Annotation data based on points
◆ ◆ ◆

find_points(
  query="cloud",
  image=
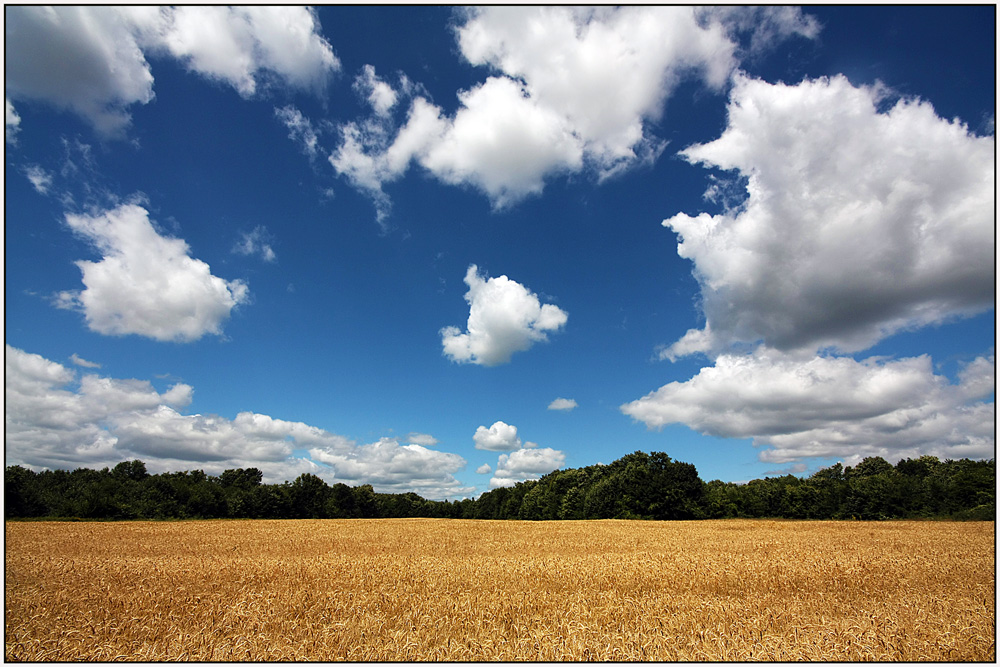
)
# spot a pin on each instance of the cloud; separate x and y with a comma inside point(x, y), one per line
point(501, 437)
point(54, 420)
point(422, 439)
point(379, 94)
point(504, 143)
point(240, 45)
point(800, 407)
point(147, 284)
point(92, 60)
point(368, 156)
point(525, 464)
point(394, 468)
point(256, 242)
point(504, 318)
point(11, 123)
point(565, 404)
point(300, 129)
point(85, 59)
point(570, 91)
point(40, 179)
point(76, 359)
point(857, 223)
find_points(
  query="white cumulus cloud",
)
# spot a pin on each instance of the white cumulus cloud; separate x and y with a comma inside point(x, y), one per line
point(504, 318)
point(832, 407)
point(858, 223)
point(11, 122)
point(394, 468)
point(93, 60)
point(147, 284)
point(525, 464)
point(501, 437)
point(55, 420)
point(570, 91)
point(565, 404)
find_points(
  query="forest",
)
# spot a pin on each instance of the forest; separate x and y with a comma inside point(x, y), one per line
point(637, 486)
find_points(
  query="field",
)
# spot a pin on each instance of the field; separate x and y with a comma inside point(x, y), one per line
point(428, 589)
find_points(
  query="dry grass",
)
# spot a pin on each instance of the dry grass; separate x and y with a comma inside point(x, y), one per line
point(423, 589)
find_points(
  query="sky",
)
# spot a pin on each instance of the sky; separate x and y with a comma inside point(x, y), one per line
point(444, 250)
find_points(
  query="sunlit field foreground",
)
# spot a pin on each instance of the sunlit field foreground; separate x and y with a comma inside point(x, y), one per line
point(438, 589)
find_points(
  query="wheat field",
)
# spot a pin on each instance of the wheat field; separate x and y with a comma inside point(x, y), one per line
point(450, 590)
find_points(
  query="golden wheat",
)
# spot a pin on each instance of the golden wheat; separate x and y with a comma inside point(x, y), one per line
point(425, 589)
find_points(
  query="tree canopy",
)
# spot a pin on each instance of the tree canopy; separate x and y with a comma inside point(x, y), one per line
point(637, 486)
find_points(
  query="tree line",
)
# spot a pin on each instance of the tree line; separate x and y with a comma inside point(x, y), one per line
point(637, 486)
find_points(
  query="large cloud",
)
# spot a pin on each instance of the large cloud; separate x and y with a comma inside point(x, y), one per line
point(54, 420)
point(570, 90)
point(504, 318)
point(147, 284)
point(92, 60)
point(858, 223)
point(832, 407)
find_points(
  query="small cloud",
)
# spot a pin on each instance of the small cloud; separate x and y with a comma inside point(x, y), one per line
point(796, 469)
point(12, 122)
point(76, 359)
point(501, 437)
point(300, 130)
point(565, 404)
point(146, 284)
point(40, 179)
point(421, 439)
point(504, 318)
point(526, 464)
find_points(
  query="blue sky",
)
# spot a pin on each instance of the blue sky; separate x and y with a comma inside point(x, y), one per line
point(379, 244)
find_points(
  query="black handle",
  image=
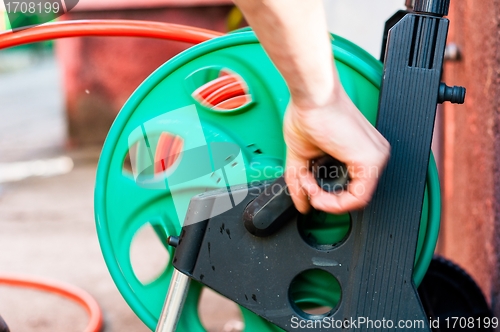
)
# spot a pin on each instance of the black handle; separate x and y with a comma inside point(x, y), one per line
point(274, 206)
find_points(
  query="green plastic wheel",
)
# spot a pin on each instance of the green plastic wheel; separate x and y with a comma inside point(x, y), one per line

◆ ◆ ◆

> _Written request_
Reproduce all of the records above verbatim, omitting the pictures.

> _Output for this task_
find_points(
  query="cloud",
  image=
)
# spot a pin on each instance of the cloud; separate x and y with a comma inside point(x, y), one per line
point(501, 437)
point(54, 420)
point(422, 439)
point(379, 94)
point(504, 143)
point(240, 45)
point(800, 407)
point(147, 284)
point(92, 60)
point(368, 156)
point(525, 464)
point(394, 468)
point(256, 242)
point(504, 318)
point(11, 123)
point(565, 404)
point(300, 129)
point(85, 59)
point(570, 91)
point(40, 179)
point(76, 359)
point(857, 223)
find_points(
  query="white cumulus cloud",
)
# spot a pin on each instance of the white cumulus cloud; separate x and y with a comma inside point(x, y), one per line
point(504, 318)
point(832, 407)
point(858, 223)
point(11, 122)
point(394, 468)
point(93, 60)
point(147, 284)
point(525, 464)
point(501, 437)
point(55, 420)
point(570, 91)
point(565, 404)
find_points(
  query="forest",
)
# spot a pin on each instance of the forest; separate x and y with a comma inside point(x, y), one per line
point(637, 486)
find_points(
  query="field",
)
# spot a pin on each instance of the field; separate x and y with a comma inside point(x, y), one per line
point(428, 589)
find_points(
  query="dry grass",
)
# spot a pin on each instance of the dry grass; separate x and y with a comma inside point(x, y), one per line
point(423, 589)
find_points(
  query="sky",
)
# spot a pin on each instance of the sky; separate x and y with a comma inside point(x, y), one per line
point(444, 250)
find_points(
  query="sunlit field foreground",
)
# spot a pin on each instance of the sunlit field foreground; separate x and y with a comma inside point(x, y), one per line
point(438, 589)
find_points(
  query="wheat field",
)
# spot a pin on each instance of the wheat field; separate x and y with a comma inside point(x, y), one per line
point(450, 590)
find_points(
  query="golden wheat",
)
# spot a pin on each instance of the golden wheat; separate x and y with a comma inside point(x, y), one per line
point(425, 589)
find_points(
  query="tree canopy",
)
# spot a pin on each instance of the tree canopy; separate x and y with a comma inside point(x, y), one per line
point(637, 486)
find_points(
  query="tree line",
)
# spot a pin on each instance of the tree line; separate x and y with a comma inside point(x, y), one per line
point(637, 486)
find_points(
  query="large cloud",
)
# spot a pin on each instance of the large cloud; separate x and y with a comma inside point(x, y), one per line
point(54, 420)
point(570, 90)
point(504, 318)
point(147, 284)
point(92, 60)
point(858, 223)
point(832, 407)
find_points(
  query="small cloud",
)
# spot a pin on each instance of the small cloud; separate x and y with a comma inside point(x, y), one per line
point(796, 469)
point(12, 122)
point(76, 359)
point(501, 437)
point(300, 130)
point(565, 404)
point(146, 284)
point(40, 179)
point(421, 439)
point(504, 318)
point(526, 464)
find_points(
  query="blue sky",
)
# spot a pin on each instance of the blue sky; separate x and y with a comma inside point(x, y), one per line
point(379, 244)
find_points(
  query="black handle",
  image=
)
# spot a pin on each instance of the black handle; separate x and y with a comma inside point(x, y), one per line
point(274, 206)
find_points(
  query="green plastic wheel",
)
# spot a pin on each instance of the green plastic wheel; separate x and y with a comma inside point(x, y), one per line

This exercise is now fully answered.